◆ **Your objective**
Reproduce verbatim the lines of the material from the line containing "of the yellow" through the final line, inclusive, and nothing else.

-- Begin --

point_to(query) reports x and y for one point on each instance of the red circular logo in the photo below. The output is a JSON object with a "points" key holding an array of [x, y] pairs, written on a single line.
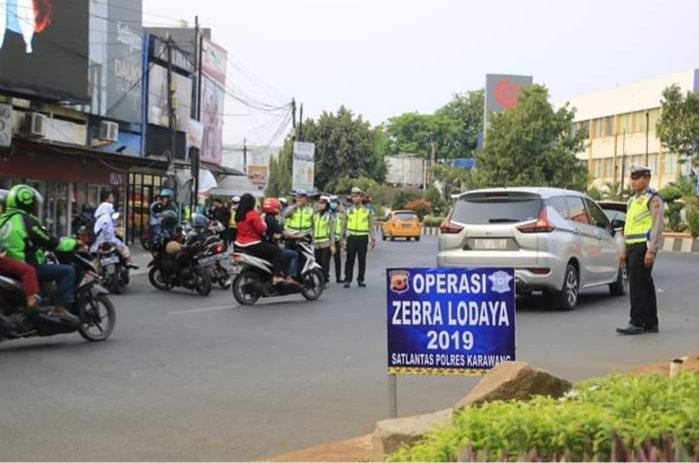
{"points": [[507, 93]]}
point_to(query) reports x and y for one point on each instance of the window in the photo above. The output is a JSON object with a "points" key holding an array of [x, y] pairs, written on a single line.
{"points": [[559, 204], [576, 210], [498, 207], [598, 217], [670, 164]]}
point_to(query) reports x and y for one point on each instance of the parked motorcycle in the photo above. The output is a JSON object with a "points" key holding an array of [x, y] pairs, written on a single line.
{"points": [[176, 264], [92, 306], [252, 277], [113, 268]]}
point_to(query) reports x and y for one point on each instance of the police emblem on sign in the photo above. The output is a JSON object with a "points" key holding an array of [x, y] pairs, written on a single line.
{"points": [[500, 282], [400, 281]]}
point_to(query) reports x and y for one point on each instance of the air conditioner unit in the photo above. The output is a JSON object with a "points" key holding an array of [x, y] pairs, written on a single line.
{"points": [[109, 131], [34, 125]]}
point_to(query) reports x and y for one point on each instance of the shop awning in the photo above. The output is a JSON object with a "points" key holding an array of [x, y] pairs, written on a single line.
{"points": [[236, 185]]}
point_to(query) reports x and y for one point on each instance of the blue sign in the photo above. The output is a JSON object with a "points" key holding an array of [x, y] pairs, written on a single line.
{"points": [[450, 321]]}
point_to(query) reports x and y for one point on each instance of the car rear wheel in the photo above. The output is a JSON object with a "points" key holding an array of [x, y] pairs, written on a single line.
{"points": [[567, 297], [621, 285]]}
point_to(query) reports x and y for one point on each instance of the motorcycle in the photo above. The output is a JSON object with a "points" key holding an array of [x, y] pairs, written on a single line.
{"points": [[176, 265], [252, 277], [113, 268], [92, 306]]}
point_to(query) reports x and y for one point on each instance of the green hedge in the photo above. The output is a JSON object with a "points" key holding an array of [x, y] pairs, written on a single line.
{"points": [[642, 411]]}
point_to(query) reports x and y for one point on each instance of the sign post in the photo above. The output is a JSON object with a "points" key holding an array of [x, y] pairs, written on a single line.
{"points": [[448, 321]]}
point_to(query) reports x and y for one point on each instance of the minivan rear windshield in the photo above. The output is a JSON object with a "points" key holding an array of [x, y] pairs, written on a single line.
{"points": [[497, 208]]}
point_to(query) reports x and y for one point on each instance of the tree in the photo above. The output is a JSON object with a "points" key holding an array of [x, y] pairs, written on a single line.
{"points": [[678, 125], [452, 130], [345, 145], [533, 145]]}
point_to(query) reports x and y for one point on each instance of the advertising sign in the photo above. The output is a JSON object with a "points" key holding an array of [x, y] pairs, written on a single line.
{"points": [[44, 48], [158, 113], [258, 176], [304, 165], [124, 60], [450, 321], [5, 125], [214, 63]]}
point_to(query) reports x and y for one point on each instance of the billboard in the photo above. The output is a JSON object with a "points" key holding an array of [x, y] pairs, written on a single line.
{"points": [[44, 46], [303, 168], [124, 61], [213, 96], [158, 95], [449, 321]]}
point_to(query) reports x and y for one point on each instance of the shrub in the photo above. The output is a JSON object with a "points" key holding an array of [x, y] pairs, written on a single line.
{"points": [[640, 411], [420, 207]]}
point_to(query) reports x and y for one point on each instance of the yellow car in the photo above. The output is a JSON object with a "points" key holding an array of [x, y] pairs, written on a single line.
{"points": [[401, 224]]}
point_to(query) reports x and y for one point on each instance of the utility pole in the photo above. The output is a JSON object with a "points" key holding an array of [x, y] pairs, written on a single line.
{"points": [[301, 123], [171, 113], [245, 156]]}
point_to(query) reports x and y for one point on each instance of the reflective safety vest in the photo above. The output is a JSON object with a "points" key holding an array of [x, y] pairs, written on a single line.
{"points": [[639, 219], [358, 221], [300, 221], [339, 219], [321, 227]]}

-- End --

◆ **Task solution**
point_to(query) reports x and y for one point on each instance of the yellow car in the photo above. The output is a JSON object with a "points" key holding an array of [x, y] pairs, written on a single line.
{"points": [[401, 224]]}
point_to(query) reports x and y for one point on each instance of the utility pole in the photo above. The output is a JSON object with a "points" key holding an array of [x, y] pairs, written on a single line.
{"points": [[301, 123], [171, 113], [245, 156]]}
point_to(query) reports x and y for one point on each instance of the reflective safety vest in the photo above. The output is a JSON object with a "points" key holding an array of [x, y] pairs, written on a single line.
{"points": [[639, 219], [358, 221], [300, 221], [339, 219], [321, 227]]}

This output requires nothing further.